So you obviously didn't watch that game. The magic packed the paint every time Gerald had the ball, Carter barely guarded him whatsoever and when he did the entire team was behind him.


----------



## seifer0406 (Jun 8, 2003)

A lot of the shots he took today he were missing a few games ago. While it means that he may be out of the slump you can't feel too comfortable considering he might be missing those shots next game. I would like to see him attack the basket more. Right now he's more of a spot up shooter than a playmaker.


----------



## JT (Mar 1, 2004)

wince carter is getting weaker by the season. such a disappointment. guy would rather jack up threes than drive the lane.

I'm still a fan, but damn...every game goes by in which he doesn't utilize his abilities, I lose more and more respect.


----------



## HB (May 1, 2004)

^If you were getting wide open threes, would you turn it down and drive into a packed lane? I dont think people realize Orlando's offense makes it a necessity to shoot 3's.


----------



## 77AJ (Feb 16, 2005)

Vince just needs to pay some ball boys to hit the gym with him after practice or on his own time and work out his jump shot. He's missing a lot of wide open shots.

Vince Carter is way to good not to be able to correct his form or whatever it is causing his J to be crooked.


----------



## Pioneer10 (Sep 30, 2004)

They should start Redick instead of VC. "peace2:


----------



## Babir (Jan 10, 2005)

VC needs a good sport pshycologist...


----------



## HKF (Dec 10, 2002)

This guy is the most unclutch player I've ever seen. He just turns into a bum in crunchtime.


----------



## Babir (Jan 10, 2005)

early in his career he was not that bad, had many game winners...even last year he had some


----------



## Sliccat (Oct 16, 2004)

Vince would've been luckier to go to Cleveland. In Orlando, there's too much confusion about the scoring hierarchy, and they're not really running good enough schemes to make that work.


----------



## HB (May 1, 2004)

*VC's bad night*

Ouch!


----------



## JT (Mar 1, 2004)

Seconds later, Carter goes into severe karmic debt as Barnes drives into the paint and kicks it out to an open Carter for a 3. If that guy in the third row hadn't sneezed at just the right time, this would have been an airball. The home crowd starts booing.
On the next possession, in response to the boos, Carter forces another shot -- this one with one leg kicked almost entirely out in front of him. Somehow it goes in, for his second (and last) make of the night.
this part of the game was hilarious to me. he blows a wide open three, gets booed, then kisses a shot off the glass with one leg only...seemingly the only possession he played hard that game.


----------



## JT (Mar 1, 2004)

I hope he gets himself together.


----------



## Dre (Jun 20, 2003)

Pointing and labeling records
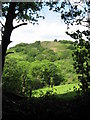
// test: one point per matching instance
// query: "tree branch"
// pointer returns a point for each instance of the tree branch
(19, 25)
(8, 53)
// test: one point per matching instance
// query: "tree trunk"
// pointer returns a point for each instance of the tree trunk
(7, 31)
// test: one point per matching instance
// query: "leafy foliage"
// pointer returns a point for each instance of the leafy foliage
(35, 66)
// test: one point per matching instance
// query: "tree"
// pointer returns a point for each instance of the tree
(74, 15)
(11, 79)
(21, 11)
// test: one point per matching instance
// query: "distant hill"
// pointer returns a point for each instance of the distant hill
(40, 64)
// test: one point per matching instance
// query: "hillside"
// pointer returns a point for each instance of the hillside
(38, 65)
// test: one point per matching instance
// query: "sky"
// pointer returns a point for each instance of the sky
(52, 27)
(49, 29)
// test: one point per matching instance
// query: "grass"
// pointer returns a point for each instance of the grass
(63, 91)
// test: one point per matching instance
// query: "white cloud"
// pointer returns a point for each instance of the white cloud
(44, 31)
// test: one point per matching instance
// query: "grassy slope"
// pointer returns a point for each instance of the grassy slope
(58, 90)
(65, 64)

Required tasks:
• a. In the forum thread about Vince Carter, why does Sliccat say Vince would've been luckier to go to Cleveland? Answer in one to three sentences.
• b. Could you echo the pointing and labeling records line for line, from the first to the last, but without the pictures?

Responses for each task:
• a. Sliccat says that in Orlando there's too much confusion about the scoring hierarchy. Orlando also isn't running schemes good enough to make that work.

• b.
// test: one point per matching instance
// query: "tree branch"
// pointer returns a point for each instance of the tree branch
(19, 25)
(8, 53)
// test: one point per matching instance
// query: "tree trunk"
// pointer returns a point for each instance of the tree trunk
(7, 31)
// test: one point per matching instance
// query: "leafy foliage"
// pointer returns a point for each instance of the leafy foliage
(35, 66)
// test: one point per matching instance
// query: "tree"
// pointer returns a point for each instance of the tree
(74, 15)
(11, 79)
(21, 11)
// test: one point per matching instance
// query: "distant hill"
// pointer returns a point for each instance of the distant hill
(40, 64)
// test: one point per matching instance
// query: "hillside"
// pointer returns a point for each instance of the hillside
(38, 65)
// test: one point per matching instance
// query: "sky"
// pointer returns a point for each instance of the sky
(52, 27)
(49, 29)
// test: one point per matching instance
// query: "grass"
// pointer returns a point for each instance of the grass
(63, 91)
// test: one point per matching instance
// query: "white cloud"
// pointer returns a point for each instance of the white cloud
(44, 31)
// test: one point per matching instance
// query: "grassy slope"
// pointer returns a point for each instance of the grassy slope
(58, 90)
(65, 64)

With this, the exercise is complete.